▶ _Problem to work on_: Below are the records to retype. Keep every character exactly and leave out the pictures.

Stored items
------------------------------------------------------------------------
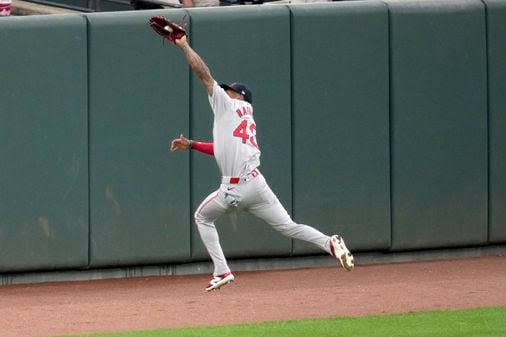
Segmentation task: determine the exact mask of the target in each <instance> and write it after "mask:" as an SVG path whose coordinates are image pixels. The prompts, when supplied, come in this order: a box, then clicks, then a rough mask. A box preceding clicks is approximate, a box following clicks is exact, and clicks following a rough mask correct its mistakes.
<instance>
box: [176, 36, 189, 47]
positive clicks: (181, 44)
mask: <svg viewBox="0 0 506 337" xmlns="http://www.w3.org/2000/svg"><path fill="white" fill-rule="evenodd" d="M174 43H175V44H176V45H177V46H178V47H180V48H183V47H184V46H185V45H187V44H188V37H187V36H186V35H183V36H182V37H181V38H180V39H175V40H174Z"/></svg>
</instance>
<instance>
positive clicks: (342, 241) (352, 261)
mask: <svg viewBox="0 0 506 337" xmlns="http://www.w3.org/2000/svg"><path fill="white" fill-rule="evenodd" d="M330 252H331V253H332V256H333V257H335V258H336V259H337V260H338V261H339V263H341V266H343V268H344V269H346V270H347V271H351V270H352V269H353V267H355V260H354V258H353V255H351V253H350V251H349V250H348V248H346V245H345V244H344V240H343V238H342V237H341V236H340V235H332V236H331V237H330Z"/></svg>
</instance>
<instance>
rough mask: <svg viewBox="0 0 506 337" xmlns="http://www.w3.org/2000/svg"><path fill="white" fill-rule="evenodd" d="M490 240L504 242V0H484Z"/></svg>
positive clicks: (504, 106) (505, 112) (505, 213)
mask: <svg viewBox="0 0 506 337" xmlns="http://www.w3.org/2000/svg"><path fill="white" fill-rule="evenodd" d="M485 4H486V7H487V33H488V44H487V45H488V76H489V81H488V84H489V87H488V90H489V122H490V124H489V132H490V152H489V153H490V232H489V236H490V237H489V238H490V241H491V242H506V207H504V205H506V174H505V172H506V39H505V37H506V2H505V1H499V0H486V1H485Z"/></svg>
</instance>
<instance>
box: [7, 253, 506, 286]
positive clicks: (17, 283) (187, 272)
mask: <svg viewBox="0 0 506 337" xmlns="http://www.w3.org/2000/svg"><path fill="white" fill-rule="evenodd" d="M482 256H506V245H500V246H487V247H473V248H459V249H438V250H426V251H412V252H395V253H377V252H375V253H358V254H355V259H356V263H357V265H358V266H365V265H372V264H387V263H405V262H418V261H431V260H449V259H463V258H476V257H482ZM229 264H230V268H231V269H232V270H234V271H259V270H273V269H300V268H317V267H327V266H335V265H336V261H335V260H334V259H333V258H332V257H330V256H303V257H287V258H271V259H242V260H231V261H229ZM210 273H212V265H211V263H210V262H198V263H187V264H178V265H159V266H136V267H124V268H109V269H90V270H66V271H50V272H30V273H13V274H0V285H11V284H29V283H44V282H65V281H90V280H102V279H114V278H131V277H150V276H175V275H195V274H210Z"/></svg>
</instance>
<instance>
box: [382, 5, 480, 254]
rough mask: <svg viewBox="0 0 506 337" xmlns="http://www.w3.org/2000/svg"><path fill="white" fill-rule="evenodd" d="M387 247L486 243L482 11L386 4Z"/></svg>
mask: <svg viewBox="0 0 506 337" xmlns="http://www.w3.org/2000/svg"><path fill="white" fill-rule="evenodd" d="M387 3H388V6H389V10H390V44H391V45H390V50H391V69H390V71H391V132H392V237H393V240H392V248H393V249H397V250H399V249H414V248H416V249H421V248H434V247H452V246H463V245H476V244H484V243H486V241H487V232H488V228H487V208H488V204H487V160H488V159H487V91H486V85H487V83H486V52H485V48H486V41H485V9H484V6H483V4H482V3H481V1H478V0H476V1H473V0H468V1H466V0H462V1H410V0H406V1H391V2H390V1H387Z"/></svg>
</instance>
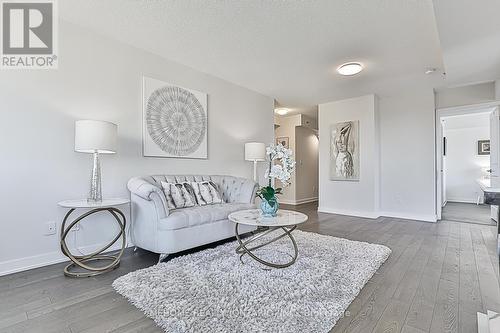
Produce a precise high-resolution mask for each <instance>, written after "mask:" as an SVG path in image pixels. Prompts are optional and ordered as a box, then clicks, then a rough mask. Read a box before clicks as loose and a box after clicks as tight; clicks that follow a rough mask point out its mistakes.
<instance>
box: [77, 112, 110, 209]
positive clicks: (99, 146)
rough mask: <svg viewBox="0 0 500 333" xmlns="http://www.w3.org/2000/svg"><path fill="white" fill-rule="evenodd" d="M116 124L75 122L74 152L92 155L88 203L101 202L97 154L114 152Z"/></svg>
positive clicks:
------------------------------------------------------------------------
▶ _Result of the exercise_:
Segmentation task: determine the exact mask of the target in each <instance> and write it after "mask:" as an SVG path whose coordinates are image pixels. The prompts, when supplied, come in this order: a box, then clicks, then a rough mask. A box preceding clicks is approximate, a box following clicks is exact, and clicks following a rough mask correct its mistakes.
<instance>
box: [176, 36, 189, 47]
positive clicks: (181, 44)
mask: <svg viewBox="0 0 506 337" xmlns="http://www.w3.org/2000/svg"><path fill="white" fill-rule="evenodd" d="M174 43H175V44H176V45H177V46H178V47H180V48H183V47H184V46H185V45H187V44H188V37H187V36H186V35H183V36H182V37H181V38H180V39H175V40H174Z"/></svg>
</instance>
<instance>
positive clicks: (342, 241) (352, 261)
mask: <svg viewBox="0 0 506 337" xmlns="http://www.w3.org/2000/svg"><path fill="white" fill-rule="evenodd" d="M330 252H331V253H332V256H333V257H335V258H336V259H337V260H338V261H339V263H341V266H343V268H344V269H346V270H347V271H351V270H352V269H353V267H355V260H354V258H353V255H351V253H350V251H349V250H348V248H346V245H345V244H344V240H343V238H342V237H341V236H340V235H332V236H331V237H330Z"/></svg>
</instance>
<instance>
rough mask: <svg viewBox="0 0 506 337" xmlns="http://www.w3.org/2000/svg"><path fill="white" fill-rule="evenodd" d="M490 240L504 242V0H484Z"/></svg>
positive clicks: (504, 106) (505, 112) (505, 213)
mask: <svg viewBox="0 0 506 337" xmlns="http://www.w3.org/2000/svg"><path fill="white" fill-rule="evenodd" d="M485 4H486V7H487V33H488V44H487V45H488V76H489V81H488V84H489V87H488V90H489V122H490V124H489V132H490V152H489V153H490V232H489V236H490V237H489V238H490V241H491V242H506V207H504V205H506V174H505V172H506V39H505V37H506V2H505V1H499V0H486V1H485Z"/></svg>
</instance>
<instance>
box: [7, 253, 506, 286]
positive clicks: (17, 283) (187, 272)
mask: <svg viewBox="0 0 506 337" xmlns="http://www.w3.org/2000/svg"><path fill="white" fill-rule="evenodd" d="M482 256H506V245H500V246H487V247H473V248H459V249H438V250H426V251H412V252H395V253H377V252H375V253H358V254H355V259H356V263H357V265H358V266H365V265H372V264H387V263H405V262H418V261H431V260H449V259H463V258H476V257H482ZM229 264H230V268H231V269H232V270H234V271H259V270H273V269H300V268H317V267H327V266H335V265H336V261H335V260H334V259H333V258H332V257H330V256H303V257H287V258H271V259H242V260H231V261H229ZM210 273H212V265H211V263H210V262H198V263H187V264H178V265H159V266H136V267H124V268H109V269H90V270H66V271H50V272H30V273H13V274H0V285H11V284H29V283H44V282H65V281H90V280H102V279H114V278H131V277H150V276H175V275H195V274H210Z"/></svg>
</instance>
<instance>
box: [382, 5, 480, 254]
rough mask: <svg viewBox="0 0 506 337" xmlns="http://www.w3.org/2000/svg"><path fill="white" fill-rule="evenodd" d="M387 247L486 243L482 11L386 4Z"/></svg>
mask: <svg viewBox="0 0 506 337" xmlns="http://www.w3.org/2000/svg"><path fill="white" fill-rule="evenodd" d="M387 3H388V6H389V10H390V44H391V45H390V50H391V69H390V71H391V132H392V237H393V240H392V248H393V249H397V250H399V249H414V248H416V249H421V248H434V247H452V246H463V245H476V244H484V243H486V241H487V232H488V228H487V208H488V204H487V160H488V159H487V91H486V85H487V83H486V52H485V48H486V41H485V9H484V6H483V4H482V3H481V1H478V0H476V1H473V0H468V1H466V0H462V1H410V0H406V1H391V2H390V1H387Z"/></svg>
</instance>
Produce a precise high-resolution mask for each <instance>, written after "mask:" as an SVG path in image pixels. Prompts are optional and ordered as a box, then clicks, then a rough mask. Read a box before clicks as loose and a box after clicks as tight; clicks that follow a rough mask point out its mistakes.
<instance>
box: [77, 112, 110, 209]
positive clicks: (99, 146)
rough mask: <svg viewBox="0 0 500 333" xmlns="http://www.w3.org/2000/svg"><path fill="white" fill-rule="evenodd" d="M116 124L75 122L74 152L92 155L88 203L101 202L97 154L114 152Z"/></svg>
positive clicks:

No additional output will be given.